• _Textauszug_
================================
Michael Endes ZettelkastenDann blättere ich weiter in „Michael Endes Zettelkasten, Skizzen & Notizen“ am Vorwort von Roman Hocke, Endes Freud und Lektor, vorbei und beginne die erste Geschichte, eine Gruselgeschichte, mit dem Titel „Eine ganz normale Geistergeschichte“ zu lesen: Freunde treffen sich regelmäßig zu einer gemütlichen Runde in dem Lokal Leopold in München Schwabing. Sie diskutieren über Kunst, Literatur und Politik. Manchmal, wenn die Gespräche verstummen, stellt der Erzähler die Frage in den Raum, ob es denn Gespenster gäbe. Dann kommen die unterschiedlichsten Antworten verpackt in Geschichten von Selbst erlebtem oder Gehörtem. Diesmal erzählt der Mediziner Butzi von einem Erlebnis in seiner Studentenzeit. Gemeinsam mit seinem Studienkollegen Lazarus wanderte Butzi während der Semesterferien durch die Schwäbische Alp. Als sie in Dauerregen geraten, bitten sie in einem Pfarrhaus um Unterkunft für die Nacht. Gern gibt ihnen der Pfarrer ein Zimmer im ersten Stock seines Hauses. Er warnt sie aber auch, denn im Zimmer würde es spuken. Mit einem ungläubigen Lächeln wischen die Freunde die Worte des Hausherren beiseite, beschließen aber gleichzeitig die Mitternachtsstunde abzuwarten. Und tatsächlich hören sie Schritte die Treppe hinauf kommen. Eiseskälte verbreitet sich im Zimmer. Etwas geht im Raum um, blättert in der Bibel, die auf einem Lesepult liegt und verschwindet dann wieder. Lazarus ist verzweifelt. Er will nur noch weg. Butzi versucht ihn zu beruhigen. Am nächsten Morgen verlassen sie das Haus. Tage später kommt Lazarus auf mysteriöse Weise ums Leben. Er wird von einem Fensterrollo in der Waschschüssel, die auf dem Fensterbrett steht, bei der Morgentoilette ertränkt.
================================
• _Anforderungen_
• a. Beantworten Sie anhand des Auszugs über die Geistergeschichte die folgenden Fragen:
(i) In welchem Lokal treffen sich die Freunde regelmäßig?
(ii) Durch welche Gegend wanderten Butzi und Lazarus während der Semesterferien?
(iii) Wovor warnt der Pfarrer die beiden Wanderer?
• b. Entscheiden Sie für jede Aussage, ob sie mit dem Auszug über die Geistergeschichte übereinstimmt. Belegen Sie jede Antwort mit dem wörtlichen Zitat, das den Ausschlag gibt.
(i) Das Vorwort stammt von Roman Hocke.
(ii) Der Pfarrer gibt den beiden Wanderern ein Zimmer im Erdgeschoss.
(iii) Butzi ist Mediziner.
• c. Nehmen Sie den Auszug über die Geistergeschichte nach seinem letzten Satz auf und schreiben Sie ihn weiter.

• _Quellenauszug_
================================
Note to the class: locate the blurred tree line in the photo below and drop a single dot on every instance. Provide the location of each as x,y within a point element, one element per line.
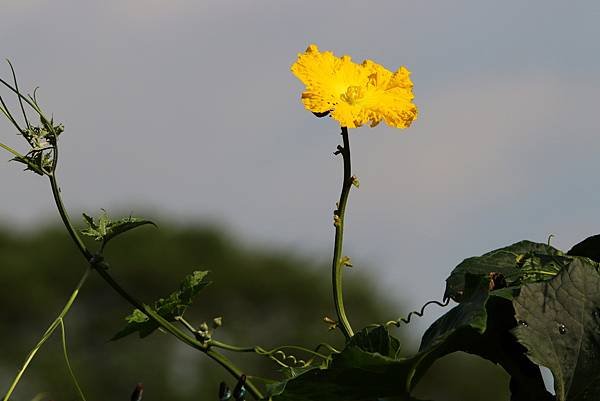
<point>266,297</point>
================================
• _Erwartete Ergebnisse_
• a.
(i) Im Lokal Leopold in München Schwabing.
(ii) Durch die Schwäbische Alp.
(iii) Er warnt sie, dass es im Zimmer spuken würde.

• b.
(i) Ja: „am Vorwort von Roman Hocke“
(ii) Nein: „ein Zimmer im ersten Stock seines Hauses“
(iii) Ja: „der Mediziner Butzi“

• c.
Die Gespenstergeschichte hinterlässt einen unheimlichen, beängstigend realistischen Eindruck, sowohl bei den Freunden im Lokal Leopold als auch beim Leser. Ende gelingt auf nur zwanzig Seiten ein erzählerisches Schmuckstück, das den Vergleich mit Poe oder Lovecraft nicht zu scheuen braucht.

In Michael Endes Zettelkasten findet der Leser Aphorismen, Entwürfe zu größeren Texten, Gedanken, Ideen, Glossen (Ratgeber für künstlerische Genieanwärter), Theaterszenen und Gedichte wie zum Beispiel


„Der Kindermord

In jedem Menschen lebt ein Kind,
das kommt aus anderen Welten;
Die Herrscher, die von Diesseits sind,
die lassen es nicht gelten.

Sie fürchten sich vor seiner Macht,
wenn es erst groß geworden.
Sie ziehn mit Spießen aus bei Nacht
und wollen es ermorden.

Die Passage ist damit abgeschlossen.